Written problem: Copy each line below without leaving any out.
┄┄┄┄┄┄┄┄┄┄┄┄┄┄┄┄┄┄┄┄
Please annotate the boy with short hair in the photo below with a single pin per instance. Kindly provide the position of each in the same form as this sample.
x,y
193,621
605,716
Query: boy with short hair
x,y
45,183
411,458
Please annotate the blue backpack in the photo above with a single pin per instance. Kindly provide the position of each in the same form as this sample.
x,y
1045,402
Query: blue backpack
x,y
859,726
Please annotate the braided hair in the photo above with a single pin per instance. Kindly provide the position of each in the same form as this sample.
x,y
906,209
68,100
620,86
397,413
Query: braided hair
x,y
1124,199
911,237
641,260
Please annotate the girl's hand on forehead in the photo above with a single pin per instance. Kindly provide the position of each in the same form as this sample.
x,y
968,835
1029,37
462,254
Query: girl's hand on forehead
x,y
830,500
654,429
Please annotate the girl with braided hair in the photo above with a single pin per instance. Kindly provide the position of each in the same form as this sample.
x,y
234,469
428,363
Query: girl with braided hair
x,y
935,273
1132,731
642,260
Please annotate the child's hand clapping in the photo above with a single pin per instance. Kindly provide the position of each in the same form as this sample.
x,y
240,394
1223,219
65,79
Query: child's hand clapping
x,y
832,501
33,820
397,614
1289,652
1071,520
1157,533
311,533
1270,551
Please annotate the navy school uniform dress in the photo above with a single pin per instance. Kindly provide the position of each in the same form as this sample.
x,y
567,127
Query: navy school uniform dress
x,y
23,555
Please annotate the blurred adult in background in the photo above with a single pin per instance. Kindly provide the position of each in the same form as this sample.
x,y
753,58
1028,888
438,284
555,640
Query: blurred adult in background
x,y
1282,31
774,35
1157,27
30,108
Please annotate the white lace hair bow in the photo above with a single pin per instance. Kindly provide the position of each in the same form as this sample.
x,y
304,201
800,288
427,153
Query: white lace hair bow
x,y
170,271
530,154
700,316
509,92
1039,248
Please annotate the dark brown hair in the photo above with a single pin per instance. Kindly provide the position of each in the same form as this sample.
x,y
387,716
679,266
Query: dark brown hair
┄┄┄┄┄┄┄┄┄┄┄┄┄┄┄┄┄┄┄┄
Expected output:
Please annotate the boy with short hair in the photo below with a single pin per instance. Kindly provide the position of each in the same form as this sample.
x,y
193,621
605,716
Query: boy with short hair
x,y
45,183
411,458
Please annotate the blue backpack in the photo above with a single pin per instance. Kindly provide the position of each in the same form as this sample.
x,y
1045,402
Query: blue backpack
x,y
859,726
Please annotate the braided hair in the photo above with a single pin per instance. Kindly provide the position of each in the same form as this sample.
x,y
906,209
68,100
620,86
397,413
Query: braided hair
x,y
1124,199
911,237
641,260
Please annotate the girl's hand on forehead in the photo above with a single pin per instance. Kindly provide the position of each in the same form as this sample.
x,y
968,835
1029,37
462,254
Query: girl's hand on forehead
x,y
830,500
654,429
Please annotate the girl with braided hair in the photo above with a single pin per instance. Kindly provide the position of each in the same form as this sample.
x,y
234,469
428,363
Query: girl with braided hair
x,y
935,273
1132,731
642,260
Please annotate the child's hand clapping in the photo above with a single pin per instance. Kindly provide the position of each in the same form as this sample.
x,y
240,394
1223,219
65,79
Query: child's hand clapping
x,y
832,501
33,820
397,614
1289,652
1071,520
1157,533
311,533
1270,551
Please annotate the navy school uniform dress in the photo above with a single pin per instance. Kindly provide the position of each in the same form as this sample.
x,y
567,127
Query: navy school uniform dress
x,y
23,555
Please annotate the blurred adult in background in the photo above with a single pin per instance. Kindly provide the position of each in the same form as this sample.
x,y
753,58
1028,888
438,284
555,640
Query: blurred adult in background
x,y
1282,31
774,35
1157,27
30,108
Please annotate the white lace hair bow in the photo above with a single pin per instance. Kindly provide the position of each in the same form as this sample.
x,y
304,201
800,288
427,153
Query: white lace hair bow
x,y
170,271
530,154
700,316
509,92
1039,248
Please annotate the dark brown hair in the photo above with a single pin per instance. Kindly provide the position of each in the same form as this sample.
x,y
387,716
679,266
Query: dark brown hair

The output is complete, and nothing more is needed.